> [Set exercise]
Rewrite the items below as a single numbered list, leaving out any blank lines.

Location labeling records:

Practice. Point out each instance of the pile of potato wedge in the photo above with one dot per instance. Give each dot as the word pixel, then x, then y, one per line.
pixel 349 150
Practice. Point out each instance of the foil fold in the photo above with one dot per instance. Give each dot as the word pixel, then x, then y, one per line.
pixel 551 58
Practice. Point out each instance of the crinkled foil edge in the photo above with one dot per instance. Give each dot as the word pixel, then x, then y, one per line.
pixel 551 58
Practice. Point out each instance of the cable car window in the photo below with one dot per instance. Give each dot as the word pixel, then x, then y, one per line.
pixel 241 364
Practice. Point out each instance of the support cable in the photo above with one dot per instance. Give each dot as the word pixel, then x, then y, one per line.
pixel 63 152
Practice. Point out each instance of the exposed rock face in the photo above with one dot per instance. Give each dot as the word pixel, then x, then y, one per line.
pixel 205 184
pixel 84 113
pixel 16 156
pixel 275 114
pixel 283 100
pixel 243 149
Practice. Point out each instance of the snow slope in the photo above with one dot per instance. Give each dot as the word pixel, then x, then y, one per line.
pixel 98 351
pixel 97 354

> [Finished answer]
1. Practice. Point out each instance of the pile of potato wedge in the photo above with one dot per instance. Give each dot as the word pixel, then x, then y, one per line.
2. pixel 349 150
3. Practice. Point out each instance of the foil fold in the photo above with one dot per instance. Give each dot as the word pixel, then x, then y, one per line.
4. pixel 551 58
5. Practice. Point out each instance of the crinkled foil edge in the photo above with one dot per instance. Give each dot as the word pixel, then x, then y, one per line.
6. pixel 551 58
7. Practice. Point out each instance of the cable car window in the photo below with one dot per instance. Give each dot as the word pixel, then x, then y, one per line.
8. pixel 241 364
9. Practice. Point out each instance of the support cable in the photo above with one dot per instance. Give each dot as the word pixel, then x, then y, one per line.
10. pixel 63 152
11. Practice. Point out each instance of the exposed rock face in the photo above with one dot per instance. Give each dot as the word pixel, then x, then y, one per line.
12. pixel 205 184
13. pixel 84 113
14. pixel 16 156
15. pixel 275 114
16. pixel 283 100
17. pixel 243 149
18. Practice. Point out each instance of the snow slope in the photo above with one dot per instance. Give each dot as the word pixel, then x, then y, one per line.
19. pixel 98 351
20. pixel 97 354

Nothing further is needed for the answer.